◆ **INSTRUCTIONS TO FOLLOW**
Without copying any pictures, restate exactly the lines from the start of the records through the line containing "Game engine object recognition — detect spectator".

◆ **MATERIAL SUPPLIED**
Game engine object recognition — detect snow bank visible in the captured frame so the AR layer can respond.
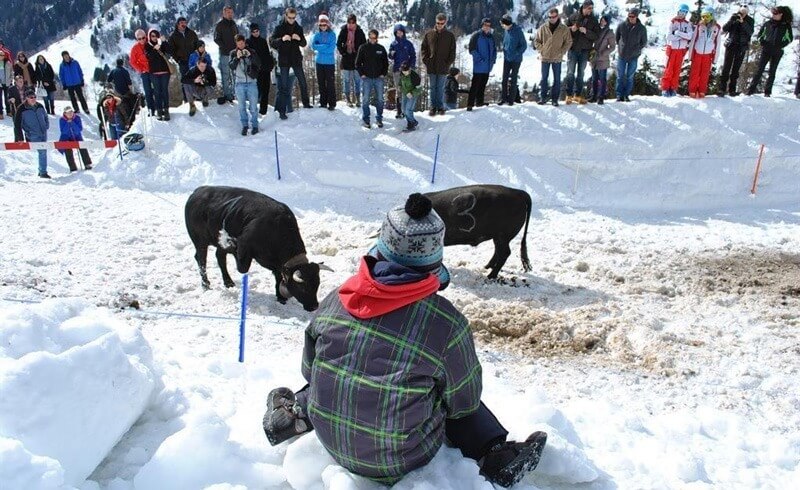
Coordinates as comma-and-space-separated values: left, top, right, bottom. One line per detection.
0, 299, 158, 487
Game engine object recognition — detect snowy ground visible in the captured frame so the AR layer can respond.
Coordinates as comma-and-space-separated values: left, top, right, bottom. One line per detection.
1, 87, 799, 489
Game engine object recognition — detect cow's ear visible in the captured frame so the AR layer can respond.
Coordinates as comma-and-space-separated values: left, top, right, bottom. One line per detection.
236, 245, 252, 274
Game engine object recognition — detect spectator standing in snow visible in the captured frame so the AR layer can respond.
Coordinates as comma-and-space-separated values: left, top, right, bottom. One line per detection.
421, 12, 456, 115
337, 14, 367, 107
498, 14, 527, 106
214, 5, 239, 104
107, 58, 132, 96
145, 29, 173, 120
58, 51, 90, 114
0, 39, 12, 62
246, 23, 275, 115
589, 14, 615, 104
660, 4, 693, 97
444, 67, 468, 110
355, 29, 389, 128
467, 17, 497, 111
130, 29, 156, 116
0, 51, 13, 119
271, 7, 312, 119
746, 6, 794, 97
188, 41, 213, 69
15, 89, 50, 178
535, 8, 572, 107
564, 0, 599, 104
312, 14, 337, 110
182, 57, 216, 115
169, 16, 199, 103
262, 193, 549, 489
615, 8, 647, 102
13, 52, 36, 87
58, 106, 93, 172
717, 5, 754, 97
389, 23, 416, 118
34, 55, 57, 115
229, 34, 261, 135
6, 75, 26, 122
687, 7, 721, 98
398, 62, 421, 130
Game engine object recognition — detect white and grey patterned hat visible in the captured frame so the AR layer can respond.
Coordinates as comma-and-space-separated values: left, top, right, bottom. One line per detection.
371, 193, 450, 289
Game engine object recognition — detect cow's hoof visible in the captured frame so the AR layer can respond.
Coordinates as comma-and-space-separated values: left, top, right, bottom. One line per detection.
223, 280, 235, 288
276, 297, 288, 305
201, 282, 211, 291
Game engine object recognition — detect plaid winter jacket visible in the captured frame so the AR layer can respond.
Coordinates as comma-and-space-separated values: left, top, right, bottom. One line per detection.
302, 256, 482, 484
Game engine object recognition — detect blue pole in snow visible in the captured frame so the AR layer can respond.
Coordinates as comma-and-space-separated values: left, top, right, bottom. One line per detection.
431, 133, 441, 184
238, 273, 249, 363
274, 130, 281, 180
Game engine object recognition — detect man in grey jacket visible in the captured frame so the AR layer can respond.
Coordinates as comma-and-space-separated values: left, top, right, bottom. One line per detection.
615, 8, 648, 102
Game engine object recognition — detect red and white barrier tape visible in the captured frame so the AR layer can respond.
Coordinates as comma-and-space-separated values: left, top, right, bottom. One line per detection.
0, 140, 118, 151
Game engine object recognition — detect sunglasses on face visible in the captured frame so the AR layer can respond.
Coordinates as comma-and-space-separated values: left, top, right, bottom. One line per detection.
549, 15, 559, 19
436, 21, 445, 25
26, 95, 36, 99
136, 37, 145, 40
628, 14, 637, 17
287, 16, 296, 20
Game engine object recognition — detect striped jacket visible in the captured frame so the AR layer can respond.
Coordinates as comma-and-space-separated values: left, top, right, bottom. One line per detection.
302, 256, 482, 484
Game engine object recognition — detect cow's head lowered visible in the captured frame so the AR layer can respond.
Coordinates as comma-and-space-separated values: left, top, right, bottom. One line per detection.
278, 259, 333, 312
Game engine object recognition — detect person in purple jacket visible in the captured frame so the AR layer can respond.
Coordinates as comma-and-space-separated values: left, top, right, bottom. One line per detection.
59, 106, 93, 171
388, 23, 416, 118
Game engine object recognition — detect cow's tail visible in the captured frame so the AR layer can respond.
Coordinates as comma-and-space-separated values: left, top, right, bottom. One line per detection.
520, 192, 532, 272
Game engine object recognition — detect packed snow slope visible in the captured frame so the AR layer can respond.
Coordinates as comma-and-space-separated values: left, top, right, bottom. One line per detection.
1, 95, 799, 490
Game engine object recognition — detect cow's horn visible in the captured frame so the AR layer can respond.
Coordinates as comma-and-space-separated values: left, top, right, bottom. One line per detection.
318, 263, 334, 272
292, 270, 304, 283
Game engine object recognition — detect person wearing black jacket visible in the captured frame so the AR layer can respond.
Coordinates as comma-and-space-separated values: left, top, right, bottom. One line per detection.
145, 29, 173, 120
169, 17, 199, 102
355, 29, 389, 128
718, 6, 754, 96
746, 6, 794, 97
337, 14, 367, 106
564, 1, 600, 103
107, 58, 132, 96
247, 23, 275, 115
34, 55, 57, 115
214, 6, 239, 103
181, 58, 217, 115
271, 7, 311, 119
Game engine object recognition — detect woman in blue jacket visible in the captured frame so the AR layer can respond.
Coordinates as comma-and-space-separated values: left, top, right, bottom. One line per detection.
468, 18, 497, 110
58, 51, 90, 113
312, 13, 338, 110
59, 106, 93, 171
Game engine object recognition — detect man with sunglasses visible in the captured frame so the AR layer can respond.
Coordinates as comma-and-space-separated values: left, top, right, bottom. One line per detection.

◆ **ANSWER TO THIS EXERCISE**
Game engine object recognition — detect snow bank visible in the captured frame so the AR layer can respond.
Coordinates as comma-and-space-separated values: left, top, right, bottom. One line per detection.
0, 299, 158, 487
Game engine object recognition — detect snowy ground visible in the captured frame so the AR layer can respond.
Coordinates as comma-and-space-separated values: left, top, right, bottom. One line per detection.
1, 87, 799, 489
Game engine object recognition — detect cow's ear visible in the captured frame so the AR layer can respond.
Coordinates as comma-and-space-separated values: left, top, right, bottom. One line per detection.
236, 245, 252, 274
Game engine object recognition — detect spectator standing in snow visible in the captured frame so the AR layer can respond.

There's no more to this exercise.